■ **Stated exercise**
Copy out exactly each line from the line with "job: red convertible car" through the last line of the material below.

———

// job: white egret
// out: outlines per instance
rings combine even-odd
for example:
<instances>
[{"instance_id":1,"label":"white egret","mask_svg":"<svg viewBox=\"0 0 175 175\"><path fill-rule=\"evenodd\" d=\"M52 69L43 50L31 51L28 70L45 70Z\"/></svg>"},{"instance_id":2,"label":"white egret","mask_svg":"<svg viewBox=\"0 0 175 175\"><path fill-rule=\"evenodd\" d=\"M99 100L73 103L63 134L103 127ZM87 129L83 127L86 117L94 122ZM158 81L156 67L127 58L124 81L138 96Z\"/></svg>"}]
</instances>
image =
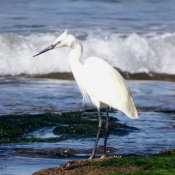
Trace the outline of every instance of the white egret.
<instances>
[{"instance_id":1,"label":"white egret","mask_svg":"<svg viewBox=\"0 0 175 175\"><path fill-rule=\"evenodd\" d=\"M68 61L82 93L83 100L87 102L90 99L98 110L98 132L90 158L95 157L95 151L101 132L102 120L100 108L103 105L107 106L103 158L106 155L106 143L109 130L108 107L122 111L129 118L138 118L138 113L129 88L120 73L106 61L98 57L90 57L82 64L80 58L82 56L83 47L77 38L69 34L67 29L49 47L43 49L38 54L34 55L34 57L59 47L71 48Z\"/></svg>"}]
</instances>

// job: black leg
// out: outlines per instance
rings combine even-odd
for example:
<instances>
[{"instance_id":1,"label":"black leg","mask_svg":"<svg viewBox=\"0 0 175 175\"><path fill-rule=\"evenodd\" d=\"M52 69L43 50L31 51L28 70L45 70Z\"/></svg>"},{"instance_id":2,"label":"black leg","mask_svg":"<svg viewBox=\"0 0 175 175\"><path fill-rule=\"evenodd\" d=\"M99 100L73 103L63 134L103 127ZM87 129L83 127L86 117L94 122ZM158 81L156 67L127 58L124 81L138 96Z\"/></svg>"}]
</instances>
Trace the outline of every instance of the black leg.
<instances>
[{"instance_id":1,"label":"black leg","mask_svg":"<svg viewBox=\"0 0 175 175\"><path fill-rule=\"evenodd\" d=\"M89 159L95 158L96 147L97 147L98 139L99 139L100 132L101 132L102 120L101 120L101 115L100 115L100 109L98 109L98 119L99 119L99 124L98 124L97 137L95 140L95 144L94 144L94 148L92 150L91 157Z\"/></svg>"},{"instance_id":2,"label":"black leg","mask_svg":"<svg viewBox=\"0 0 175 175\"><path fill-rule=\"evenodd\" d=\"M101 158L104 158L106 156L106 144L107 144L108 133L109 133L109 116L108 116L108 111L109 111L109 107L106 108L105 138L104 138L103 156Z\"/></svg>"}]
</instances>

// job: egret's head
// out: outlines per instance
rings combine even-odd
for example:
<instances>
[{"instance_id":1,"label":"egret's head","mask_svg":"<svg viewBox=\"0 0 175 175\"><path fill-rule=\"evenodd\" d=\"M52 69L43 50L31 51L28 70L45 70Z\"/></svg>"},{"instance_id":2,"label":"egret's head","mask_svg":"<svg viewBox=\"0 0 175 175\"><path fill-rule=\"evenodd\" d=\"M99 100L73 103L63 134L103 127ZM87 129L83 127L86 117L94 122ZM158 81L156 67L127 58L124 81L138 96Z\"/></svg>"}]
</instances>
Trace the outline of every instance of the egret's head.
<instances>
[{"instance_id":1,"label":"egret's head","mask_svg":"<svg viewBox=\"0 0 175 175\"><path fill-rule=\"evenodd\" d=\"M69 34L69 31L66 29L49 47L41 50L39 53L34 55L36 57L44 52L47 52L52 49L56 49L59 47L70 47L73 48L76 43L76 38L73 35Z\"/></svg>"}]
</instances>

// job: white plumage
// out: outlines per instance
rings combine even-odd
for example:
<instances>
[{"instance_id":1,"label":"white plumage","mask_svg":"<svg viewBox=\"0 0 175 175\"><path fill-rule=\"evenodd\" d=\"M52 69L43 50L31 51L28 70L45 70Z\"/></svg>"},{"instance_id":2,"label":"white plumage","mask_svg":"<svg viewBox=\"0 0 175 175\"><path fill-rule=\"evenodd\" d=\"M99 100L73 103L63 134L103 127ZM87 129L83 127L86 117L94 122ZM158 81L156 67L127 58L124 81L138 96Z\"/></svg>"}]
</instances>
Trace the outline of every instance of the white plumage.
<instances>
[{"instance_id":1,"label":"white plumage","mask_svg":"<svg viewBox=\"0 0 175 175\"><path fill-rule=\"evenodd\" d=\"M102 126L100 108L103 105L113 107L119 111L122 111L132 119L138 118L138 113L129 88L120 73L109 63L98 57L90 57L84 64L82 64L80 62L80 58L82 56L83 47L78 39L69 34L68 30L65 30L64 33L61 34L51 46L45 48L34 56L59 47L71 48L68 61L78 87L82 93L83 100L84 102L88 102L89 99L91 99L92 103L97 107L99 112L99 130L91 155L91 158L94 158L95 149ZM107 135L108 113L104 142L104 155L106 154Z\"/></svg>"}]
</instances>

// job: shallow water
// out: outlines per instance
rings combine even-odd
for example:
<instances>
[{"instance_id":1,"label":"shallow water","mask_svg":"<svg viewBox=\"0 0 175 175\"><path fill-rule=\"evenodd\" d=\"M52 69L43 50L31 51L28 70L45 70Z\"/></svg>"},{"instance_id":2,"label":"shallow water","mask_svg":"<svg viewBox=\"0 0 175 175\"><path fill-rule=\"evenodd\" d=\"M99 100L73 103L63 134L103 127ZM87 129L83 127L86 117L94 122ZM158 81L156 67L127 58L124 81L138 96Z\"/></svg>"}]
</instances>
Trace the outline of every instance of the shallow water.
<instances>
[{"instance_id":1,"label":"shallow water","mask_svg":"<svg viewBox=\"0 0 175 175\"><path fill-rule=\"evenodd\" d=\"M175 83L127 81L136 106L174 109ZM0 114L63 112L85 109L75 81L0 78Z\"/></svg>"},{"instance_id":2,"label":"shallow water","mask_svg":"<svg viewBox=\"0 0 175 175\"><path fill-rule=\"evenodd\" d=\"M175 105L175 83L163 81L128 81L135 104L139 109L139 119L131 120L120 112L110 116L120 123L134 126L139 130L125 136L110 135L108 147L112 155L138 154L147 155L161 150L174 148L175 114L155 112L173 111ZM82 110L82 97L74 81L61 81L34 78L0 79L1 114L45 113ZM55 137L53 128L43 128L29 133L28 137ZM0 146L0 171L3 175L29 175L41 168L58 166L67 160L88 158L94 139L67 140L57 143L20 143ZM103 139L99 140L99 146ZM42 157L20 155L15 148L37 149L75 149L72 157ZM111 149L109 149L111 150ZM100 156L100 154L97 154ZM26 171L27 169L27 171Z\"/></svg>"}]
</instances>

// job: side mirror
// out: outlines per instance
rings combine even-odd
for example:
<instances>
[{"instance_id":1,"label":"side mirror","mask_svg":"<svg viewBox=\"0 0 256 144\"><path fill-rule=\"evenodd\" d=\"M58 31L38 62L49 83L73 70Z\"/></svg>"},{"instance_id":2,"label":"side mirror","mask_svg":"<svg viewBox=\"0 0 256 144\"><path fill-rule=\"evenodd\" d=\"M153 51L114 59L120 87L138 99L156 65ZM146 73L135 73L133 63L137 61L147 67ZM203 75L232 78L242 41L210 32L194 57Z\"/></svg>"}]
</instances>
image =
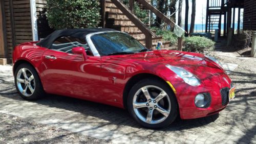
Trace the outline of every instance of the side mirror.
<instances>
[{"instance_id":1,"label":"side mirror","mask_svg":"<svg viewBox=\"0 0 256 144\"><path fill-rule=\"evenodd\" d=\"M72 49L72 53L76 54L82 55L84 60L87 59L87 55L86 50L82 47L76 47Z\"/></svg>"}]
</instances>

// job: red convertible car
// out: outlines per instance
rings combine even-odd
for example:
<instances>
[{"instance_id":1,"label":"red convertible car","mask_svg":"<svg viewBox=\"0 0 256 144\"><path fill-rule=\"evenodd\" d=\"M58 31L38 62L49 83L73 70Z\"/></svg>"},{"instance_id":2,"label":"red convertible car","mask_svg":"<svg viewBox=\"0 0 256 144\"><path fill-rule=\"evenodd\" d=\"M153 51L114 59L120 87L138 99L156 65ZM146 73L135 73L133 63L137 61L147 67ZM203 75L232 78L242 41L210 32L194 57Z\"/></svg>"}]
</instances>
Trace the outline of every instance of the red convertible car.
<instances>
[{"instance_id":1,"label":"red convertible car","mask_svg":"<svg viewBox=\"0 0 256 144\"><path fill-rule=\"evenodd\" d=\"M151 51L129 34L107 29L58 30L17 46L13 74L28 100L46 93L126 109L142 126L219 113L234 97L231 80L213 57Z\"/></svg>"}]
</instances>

———

■ **Task result**
// job: red convertible car
// out: outlines per instance
rings combine even-odd
for example:
<instances>
[{"instance_id":1,"label":"red convertible car","mask_svg":"<svg viewBox=\"0 0 256 144\"><path fill-rule=\"evenodd\" d=\"M58 31L38 62L49 83L73 70Z\"/></svg>"},{"instance_id":2,"label":"red convertible car","mask_svg":"<svg viewBox=\"0 0 256 144\"><path fill-rule=\"evenodd\" d=\"M153 51L114 59L120 87L138 99L156 65ZM146 73L135 73L133 63L137 61L147 67ZM203 75L232 78L242 41L210 32L194 57Z\"/></svg>"}]
</instances>
Trace the outline of every instance of the red convertible car.
<instances>
[{"instance_id":1,"label":"red convertible car","mask_svg":"<svg viewBox=\"0 0 256 144\"><path fill-rule=\"evenodd\" d=\"M151 51L129 34L107 29L58 30L17 46L13 74L28 100L46 93L126 109L142 126L219 113L234 97L231 80L213 57Z\"/></svg>"}]
</instances>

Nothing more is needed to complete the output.